What you will do
Reproduce every one of the records below word for word, leaving out the pictures.

______________________________

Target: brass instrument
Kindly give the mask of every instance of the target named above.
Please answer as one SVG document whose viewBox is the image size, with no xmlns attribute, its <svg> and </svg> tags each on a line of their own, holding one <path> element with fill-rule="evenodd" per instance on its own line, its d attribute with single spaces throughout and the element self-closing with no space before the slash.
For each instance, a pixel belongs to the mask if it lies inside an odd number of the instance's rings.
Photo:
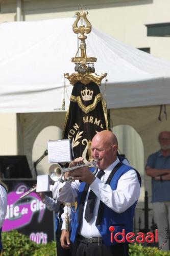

______________________________

Output below
Target: brass instrument
Kindly give the mask of every instance of the target named above.
Please answer as one SVG document whose viewBox is the image size, with no xmlns attribute, its <svg> and </svg> tags each on a line of their own, holding one <path> element with fill-rule="evenodd" per instance on its own line, its d attribute with single spaces throughout and the element self-closing with no space before the slash.
For each instance, a pixel belongs to the mask if it lies inside an odd number of the instance's rings.
Photo:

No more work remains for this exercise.